**Texte fourni:**
========================================

Cette civilisation, ce système de pratiques, cet héritage, tu paraissais t’en glorifier – je savais par ouï-dire que tu continuais à clamer : « Je suis hébreu, fils d’Hébreu… » –, mais c’était pour aussitôt mieux les brocarder, les vouer aux gémonies, les injurier. La Loi, le socle de cette civilisation juive, c’était le péché, disais-tu ! Un produit périmé, pensais-tu, n’est-ce pas ? Un anachronisme, vitupérais-tu, c’est cela ? Tu m’apparaissais alors comme une figure classique de la haine de soi. Il faut dire que tu avais des raisons de ne pas être très fier de toi : ne m’avait-on pas appris que tu avais persécuté des Juifs à Antioche, dénommés chrétiens, qui croyaient en Jésus-Messie, en Jésus-Christ – puisque Christ, c’est le mot grec pour dire « Messie », en hébreu maschiah –, en les pourchassant dans les synagogues qu’ils fréquentaient et en cherchant à leur donner les rituels trente-neuf coups de fouet pour transgression des commandements ?
Tu m’apparaissais comme le précurseur de ces Juifs convertis au christianisme qui, au Moyen Âge, haranguaient les docteurs du judaïsme dans des disputes inégales, exercées sous la férule des autorités ecclésiastiques, querelles qui n’avaient pour but que de tourner en dérision la vieille religion. Ne figurais-tu pas l’ancêtre de ces médiévaux pleins de hargne et de haine issus du judaïsme et convertis au christianisme, Nicolas Donin, Pablo Christiani et tant d’autres, qui firent de désastreux dégâts dans les mentalités pour désigner à la meute le Juif comme l’ennemi, ce qui donna lieu à tant de brûlements publics du Talmud ? N’étais-tu pas l’un des premiers convertis ?

========================================

**Consignes à respecter:** Recopiez le texte fourni de « Tu m’apparaissais comme » à « premiers convertis ? » en substituant « controverses » à « querelles ».

**Extraits de données:**

========================================

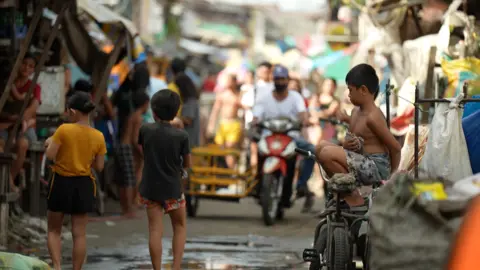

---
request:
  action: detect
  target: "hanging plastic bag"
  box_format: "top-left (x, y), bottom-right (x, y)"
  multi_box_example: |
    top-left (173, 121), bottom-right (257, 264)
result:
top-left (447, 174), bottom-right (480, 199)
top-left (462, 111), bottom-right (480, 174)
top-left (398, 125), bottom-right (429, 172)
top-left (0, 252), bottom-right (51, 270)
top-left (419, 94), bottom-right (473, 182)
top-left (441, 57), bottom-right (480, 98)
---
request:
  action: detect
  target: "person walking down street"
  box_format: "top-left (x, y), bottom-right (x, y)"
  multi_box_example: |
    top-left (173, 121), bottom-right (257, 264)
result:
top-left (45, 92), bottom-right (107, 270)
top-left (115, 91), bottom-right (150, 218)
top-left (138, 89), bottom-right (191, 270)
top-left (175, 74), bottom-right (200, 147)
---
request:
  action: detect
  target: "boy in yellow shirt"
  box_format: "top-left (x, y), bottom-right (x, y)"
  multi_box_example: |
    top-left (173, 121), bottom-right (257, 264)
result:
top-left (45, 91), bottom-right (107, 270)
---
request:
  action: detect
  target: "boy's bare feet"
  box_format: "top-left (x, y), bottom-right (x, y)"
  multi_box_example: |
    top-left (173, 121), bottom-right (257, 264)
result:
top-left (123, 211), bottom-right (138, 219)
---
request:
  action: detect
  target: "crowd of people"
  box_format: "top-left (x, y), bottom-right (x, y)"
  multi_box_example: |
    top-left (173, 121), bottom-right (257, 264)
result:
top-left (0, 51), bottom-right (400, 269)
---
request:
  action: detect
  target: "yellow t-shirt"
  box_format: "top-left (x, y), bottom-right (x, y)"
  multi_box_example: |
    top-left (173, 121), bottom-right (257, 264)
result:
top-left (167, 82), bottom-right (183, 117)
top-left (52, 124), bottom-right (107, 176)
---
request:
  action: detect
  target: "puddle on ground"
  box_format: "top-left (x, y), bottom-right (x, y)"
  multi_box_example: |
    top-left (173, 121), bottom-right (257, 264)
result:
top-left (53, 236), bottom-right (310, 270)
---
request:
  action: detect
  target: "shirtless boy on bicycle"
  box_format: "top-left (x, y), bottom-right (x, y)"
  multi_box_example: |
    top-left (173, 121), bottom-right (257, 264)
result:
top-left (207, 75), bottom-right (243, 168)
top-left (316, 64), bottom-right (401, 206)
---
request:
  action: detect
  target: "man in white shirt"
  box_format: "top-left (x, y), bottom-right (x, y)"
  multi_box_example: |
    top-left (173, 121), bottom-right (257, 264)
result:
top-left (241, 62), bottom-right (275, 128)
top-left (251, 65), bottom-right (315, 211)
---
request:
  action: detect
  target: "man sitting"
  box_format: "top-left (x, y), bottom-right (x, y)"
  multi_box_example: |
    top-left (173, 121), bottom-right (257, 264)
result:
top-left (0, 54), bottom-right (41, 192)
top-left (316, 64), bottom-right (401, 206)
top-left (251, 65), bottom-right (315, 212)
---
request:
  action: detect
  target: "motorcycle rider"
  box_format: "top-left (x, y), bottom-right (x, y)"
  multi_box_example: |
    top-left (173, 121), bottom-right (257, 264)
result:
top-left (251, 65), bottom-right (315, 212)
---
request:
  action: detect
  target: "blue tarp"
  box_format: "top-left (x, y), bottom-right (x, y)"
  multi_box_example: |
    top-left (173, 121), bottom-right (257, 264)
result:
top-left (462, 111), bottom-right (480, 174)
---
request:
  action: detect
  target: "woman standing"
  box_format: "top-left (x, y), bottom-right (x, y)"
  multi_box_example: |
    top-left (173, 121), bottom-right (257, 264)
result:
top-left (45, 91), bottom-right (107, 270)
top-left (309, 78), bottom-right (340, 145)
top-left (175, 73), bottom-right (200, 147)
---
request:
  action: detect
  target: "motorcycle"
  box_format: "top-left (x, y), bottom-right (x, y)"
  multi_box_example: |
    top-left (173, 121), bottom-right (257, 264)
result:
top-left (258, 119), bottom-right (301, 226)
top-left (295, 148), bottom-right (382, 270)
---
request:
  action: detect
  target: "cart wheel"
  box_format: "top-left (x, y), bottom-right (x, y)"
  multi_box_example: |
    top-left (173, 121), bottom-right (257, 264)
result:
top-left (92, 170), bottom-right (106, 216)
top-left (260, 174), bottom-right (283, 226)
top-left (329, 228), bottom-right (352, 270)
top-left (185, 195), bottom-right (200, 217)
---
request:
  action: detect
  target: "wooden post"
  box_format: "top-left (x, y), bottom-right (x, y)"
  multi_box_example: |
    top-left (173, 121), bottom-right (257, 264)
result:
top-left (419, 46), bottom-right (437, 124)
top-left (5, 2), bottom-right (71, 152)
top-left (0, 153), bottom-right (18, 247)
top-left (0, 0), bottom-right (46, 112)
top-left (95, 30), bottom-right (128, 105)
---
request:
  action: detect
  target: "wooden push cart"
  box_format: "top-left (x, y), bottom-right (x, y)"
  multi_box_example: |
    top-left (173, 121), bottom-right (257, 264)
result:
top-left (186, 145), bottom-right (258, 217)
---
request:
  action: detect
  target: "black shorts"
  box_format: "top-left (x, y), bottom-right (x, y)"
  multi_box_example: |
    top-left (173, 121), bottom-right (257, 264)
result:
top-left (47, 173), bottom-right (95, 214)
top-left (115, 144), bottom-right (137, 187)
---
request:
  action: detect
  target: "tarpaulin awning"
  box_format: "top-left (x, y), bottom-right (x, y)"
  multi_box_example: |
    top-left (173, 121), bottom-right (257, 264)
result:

========================================

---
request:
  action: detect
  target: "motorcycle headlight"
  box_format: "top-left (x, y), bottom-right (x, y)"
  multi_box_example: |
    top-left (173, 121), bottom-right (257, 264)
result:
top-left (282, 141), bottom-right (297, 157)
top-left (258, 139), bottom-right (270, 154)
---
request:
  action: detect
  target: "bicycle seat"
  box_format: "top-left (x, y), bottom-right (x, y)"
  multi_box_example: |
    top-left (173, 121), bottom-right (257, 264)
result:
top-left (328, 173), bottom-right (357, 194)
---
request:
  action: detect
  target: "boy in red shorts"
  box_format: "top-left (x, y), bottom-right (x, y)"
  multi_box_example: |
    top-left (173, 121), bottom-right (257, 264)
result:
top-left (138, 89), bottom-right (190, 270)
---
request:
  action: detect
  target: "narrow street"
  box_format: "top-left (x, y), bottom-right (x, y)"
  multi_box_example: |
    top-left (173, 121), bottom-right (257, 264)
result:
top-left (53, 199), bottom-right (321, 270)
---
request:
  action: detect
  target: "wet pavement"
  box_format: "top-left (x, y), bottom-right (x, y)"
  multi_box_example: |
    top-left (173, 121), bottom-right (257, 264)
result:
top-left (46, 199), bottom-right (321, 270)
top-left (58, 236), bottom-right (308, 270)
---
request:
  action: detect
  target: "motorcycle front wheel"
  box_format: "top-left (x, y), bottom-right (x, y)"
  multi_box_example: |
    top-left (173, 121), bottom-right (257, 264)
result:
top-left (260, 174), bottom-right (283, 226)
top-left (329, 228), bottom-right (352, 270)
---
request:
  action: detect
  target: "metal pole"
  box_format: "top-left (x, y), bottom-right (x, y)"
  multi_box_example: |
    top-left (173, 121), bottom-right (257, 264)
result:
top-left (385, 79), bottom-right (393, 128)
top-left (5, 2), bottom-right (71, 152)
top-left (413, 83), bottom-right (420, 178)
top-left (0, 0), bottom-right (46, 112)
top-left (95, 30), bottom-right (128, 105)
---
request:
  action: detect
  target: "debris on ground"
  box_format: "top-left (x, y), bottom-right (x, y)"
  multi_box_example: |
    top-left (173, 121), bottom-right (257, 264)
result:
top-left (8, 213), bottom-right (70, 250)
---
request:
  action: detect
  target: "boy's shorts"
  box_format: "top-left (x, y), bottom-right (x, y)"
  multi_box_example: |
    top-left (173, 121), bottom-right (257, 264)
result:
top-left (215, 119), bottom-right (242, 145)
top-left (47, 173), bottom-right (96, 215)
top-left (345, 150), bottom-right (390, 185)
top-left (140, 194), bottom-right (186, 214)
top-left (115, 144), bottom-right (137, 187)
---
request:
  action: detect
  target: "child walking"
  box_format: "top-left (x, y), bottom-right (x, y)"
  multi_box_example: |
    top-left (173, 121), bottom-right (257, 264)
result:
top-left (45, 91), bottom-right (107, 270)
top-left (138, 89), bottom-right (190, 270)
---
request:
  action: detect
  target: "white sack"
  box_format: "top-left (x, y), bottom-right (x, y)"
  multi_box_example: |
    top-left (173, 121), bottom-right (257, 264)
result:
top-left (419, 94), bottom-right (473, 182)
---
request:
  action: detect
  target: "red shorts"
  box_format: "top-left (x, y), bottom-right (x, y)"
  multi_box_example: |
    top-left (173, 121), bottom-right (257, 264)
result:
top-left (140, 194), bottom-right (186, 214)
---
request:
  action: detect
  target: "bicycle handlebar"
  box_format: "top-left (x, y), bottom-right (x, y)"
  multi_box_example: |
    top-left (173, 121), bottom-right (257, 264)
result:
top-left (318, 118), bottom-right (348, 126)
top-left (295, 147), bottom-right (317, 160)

========================================

**Solution rédigée:**
Tu m’apparaissais comme le précurseur de ces Juifs convertis au christianisme qui, au Moyen Âge, haranguaient les docteurs du judaïsme dans des disputes inégales, exercées sous la férule des autorités ecclésiastiques, controverses qui n’avaient pour but que de tourner en dérision la vieille religion. Ne figurais-tu pas l’ancêtre de ces médiévaux pleins de hargne et de haine issus du judaïsme et convertis au christianisme, Nicolas Donin, Pablo Christiani et tant d’autres, qui firent de désastreux dégâts dans les mentalités pour désigner à la meute le Juif comme l’ennemi, ce qui donna lieu à tant de brûlements publics du Talmud ? N’étais-tu pas l’un des premiers convertis ?